Consigne 1:
Recopiez, dans le texte sur l'article du New York Times, le passage qui s'ouvre sur les mots contenant « L’écrivain du NYT, Katrin » et se ferme sur « autocraties et démocraties. ».
Consigne 2:
D'après le texte sur l'article du New York Times, quel pays a détruit la Wehrmacht allemande sur le front de l'Est entre 1942 et 1945 ?
Consigne 3:
Écrivez la suite du texte sur l'article du New York Times, à partir de sa dernière phrase.

L’écrivain du NYT, Katrin Bennhold (photo ci-dessous), semble penser que leurs opinions représentent « le reste du monde ». Voici la nouvelle. Ce n’est pas le cas.
L’illusion et les faux comptes rendus historiques de cet article sont à couper le souffle :
Le pays qui a aidé à vaincre le fascisme en Europe, il y aura 75 ans le mois prochain, et qui a défendu la démocratie sur le continent dans les décennies qui ont suivi, fait un plus mauvais travail de protection de ses propres citoyens que de nombreuses autocraties et démocraties.
Mme Bennhold peut se réjouir que les rédacteurs du NYT aient corrigé ce paragraphe, qui reste malgré tout navrant. Sur Twitter, elle l’avait formulé ainsi :
Katrin Bennhold @kbennhold – 9:37 UTC – Apr 23, 2020 L’Amérique, qui a libéré l’Europe de mes grands-parents du fascisme il y a 75 ans, est un leader mondial depuis 75 ans. Aujourd’hui, son leadership est différent : 842 000 Américains ont été diagnostiqués avec le Covid-19 et 46 784 sont morts, plus que partout ailleurs 2/6
Les États-Unis n’ont pas libéré l’Europe du fascisme. C’est l’Union soviétique qui l’a fait. Entre 1942 et 1945, elle a détruit la Wehrmacht allemande sur le front de l’Est. On peut raisonnablement affirmer que le Jour J de l’invasion américaine de la France occupée en juin 1944 n’étaient qu’une simple diversion pour l’opération Bragation, beaucoup plus vaste, que l’URSS lançait à l’Est.
Et qu’est-ce que les États-Unis ont fait d’autre à part provoquer des guerres contre la Corée, le Vietnam, l’Afghanistan, l’Irak et de nombreux autres pays ?
[Après 1945,] au lieu de défendre la démocratie sur le continent les États-Unis ont organisé coup d’État après coup d’État, chaque fois que des majorités en Grèce, en Italie ou dans d’autres pays votaient pour des partis trop à gauche [voir le réseau Gladio des « Stay Behind », NdT]. Et qui, d’ailleurs, a contribué à maintenir la dictature fasciste espagnole sous Franco ?

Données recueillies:

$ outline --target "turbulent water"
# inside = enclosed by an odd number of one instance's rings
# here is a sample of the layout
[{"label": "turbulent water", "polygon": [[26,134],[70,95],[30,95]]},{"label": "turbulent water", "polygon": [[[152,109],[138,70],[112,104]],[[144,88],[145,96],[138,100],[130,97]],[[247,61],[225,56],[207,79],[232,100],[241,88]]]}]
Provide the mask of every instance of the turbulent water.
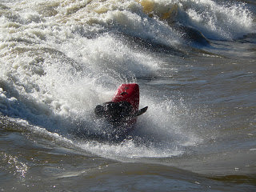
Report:
[{"label": "turbulent water", "polygon": [[[0,1],[2,191],[254,191],[254,0]],[[124,140],[94,116],[140,86]]]}]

Résultat 1:
L’écrivain du NYT, Katrin Bennhold (photo ci-dessous), semble penser que leurs opinions représentent « le reste du monde ». Voici la nouvelle. Ce n’est pas le cas.
L’illusion et les faux comptes rendus historiques de cet article sont à couper le souffle :
Le pays qui a aidé à vaincre le fascisme en Europe, il y aura 75 ans le mois prochain, et qui a défendu la démocratie sur le continent dans les décennies qui ont suivi, fait un plus mauvais travail de protection de ses propres citoyens que de nombreuses autocraties et démocraties.

Résultat 2:
L'Union soviétique.

Résultat 3:
Et puis ceci :
Il y a un humour noir particulier : l’Allemagne et la Corée du Sud, toutes deux issues du leadership éclairé américain de l’après-guerre, sont devenues de puissants exemples des bonnes pratiques dans la gestion de la crise du coronavirus.
Le « leadership américain d’après-guerre » a tué 20% de tous les Coréens et a soutenu les dictatures fascistes en Corée du Sud jusqu’en 1987. Depuis, il s’est opposé à tout dirigeant sud-coréen qui aurait tenté de faire la paix avec la Corée du Nord. Qu’est ce qui était « éclairé » dans tout cela ?
Quelqu’un devrait dire à cette ignorante et prétentieuse journaliste que le « leadership » hégémonique des États-Unis est terminé et que le monde a de bonnes raisons de s’en réjouir :
De nombreux défenseurs de l’hégémonie américaine insistent sur le fait que l’« ordre international libéral » en dépend. Cela n’a jamais eu beaucoup de sens. D’une part, le maintien de l’hégémonie américaine est souvent en conflit avec les règles de l’ordre international. L’hégémonie se réserve le droit d’intervenir où elle veut et de piétiner comme elle l’entend la souveraineté et les droits légaux des autres États. Dans la pratique, les États-Unis ont souvent agi comme des mafieux dans leurs efforts pour « faire respecter » l’ordre, un comportement bien plus voyou que celui des nombreux États qu’ils condamnent. Les plus ardents défenseurs de l’hégémonie américaine sont sans surprise certains des plus grands opposants au droit international – du moins lorsqu’il se met en travers de leur chemin.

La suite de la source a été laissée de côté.